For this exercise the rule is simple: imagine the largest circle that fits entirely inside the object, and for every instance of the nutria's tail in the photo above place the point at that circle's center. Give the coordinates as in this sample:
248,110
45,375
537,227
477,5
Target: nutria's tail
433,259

++++++++++++++++++++

## What is needed
Your job is to reproduce the data in full, with every line intact.

## Solution below
For this exercise the rule is simple: imagine the largest circle that fits entirely inside the object, and for every instance of the nutria's tail in the photo above place the point at that circle's center. Give the coordinates as in this sample:
248,110
45,375
537,227
477,5
Target: nutria's tail
433,259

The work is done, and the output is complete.